START Data excerpts
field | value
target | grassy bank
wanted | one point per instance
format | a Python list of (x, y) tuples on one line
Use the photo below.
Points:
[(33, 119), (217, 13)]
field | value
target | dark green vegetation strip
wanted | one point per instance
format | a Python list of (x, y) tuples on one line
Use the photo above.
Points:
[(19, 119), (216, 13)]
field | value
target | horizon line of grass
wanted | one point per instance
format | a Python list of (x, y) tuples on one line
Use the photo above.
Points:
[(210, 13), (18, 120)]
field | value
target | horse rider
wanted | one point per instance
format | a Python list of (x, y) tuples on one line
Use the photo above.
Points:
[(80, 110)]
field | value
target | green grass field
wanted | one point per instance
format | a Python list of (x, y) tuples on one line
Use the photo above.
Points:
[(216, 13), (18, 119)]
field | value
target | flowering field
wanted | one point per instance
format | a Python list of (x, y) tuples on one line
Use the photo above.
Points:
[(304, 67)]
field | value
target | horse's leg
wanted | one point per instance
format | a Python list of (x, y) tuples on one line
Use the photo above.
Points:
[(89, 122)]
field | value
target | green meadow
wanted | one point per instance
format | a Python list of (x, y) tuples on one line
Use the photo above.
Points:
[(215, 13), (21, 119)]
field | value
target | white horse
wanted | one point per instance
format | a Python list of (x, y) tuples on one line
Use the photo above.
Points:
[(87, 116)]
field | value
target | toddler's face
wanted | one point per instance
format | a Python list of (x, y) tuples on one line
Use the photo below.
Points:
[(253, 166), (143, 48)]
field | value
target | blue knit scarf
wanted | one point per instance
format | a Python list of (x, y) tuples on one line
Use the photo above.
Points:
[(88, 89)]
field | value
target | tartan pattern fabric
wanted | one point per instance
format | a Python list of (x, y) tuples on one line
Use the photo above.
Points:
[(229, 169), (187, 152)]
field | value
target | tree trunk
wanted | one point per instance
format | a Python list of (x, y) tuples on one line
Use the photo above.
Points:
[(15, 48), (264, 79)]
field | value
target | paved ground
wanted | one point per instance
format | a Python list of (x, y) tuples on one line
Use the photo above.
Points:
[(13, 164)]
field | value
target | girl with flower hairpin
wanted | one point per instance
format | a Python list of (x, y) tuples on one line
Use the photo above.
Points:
END Data excerpts
• Directive:
Reproduce the listing from its first line through the line containing "[(216, 13), (18, 119)]", both included, keeping every request line unchanged and adding 134 to each x and y coordinate in the point answers. Include no lines after that range.

• Response:
field | value
target | grassy bank
wanted | one point per instance
format | a Python list of (x, y) tuples on one line
Use the photo below.
Points:
[(167, 253), (351, 147)]
field | value
target | dark green vegetation strip
wanted | one point per instance
format | a Python list of (x, y) tuples on one line
Use the photo above.
Points:
[(153, 253), (350, 147)]
field | value
target | horizon line of grass
wanted | one point per instance
format | a Python list of (x, y) tuples on one line
Use the photo above.
Points:
[(344, 147), (152, 254)]
field | value
target | horse rider
wanted | one point per instance
format | a Python list of (x, y) tuples on one line
Use the photo above.
Points:
[(214, 244)]
field | value
target | green grass field
wanted | one point per instance
format | a Python list of (x, y) tuples on one line
Use the photo above.
Points:
[(350, 147), (152, 253)]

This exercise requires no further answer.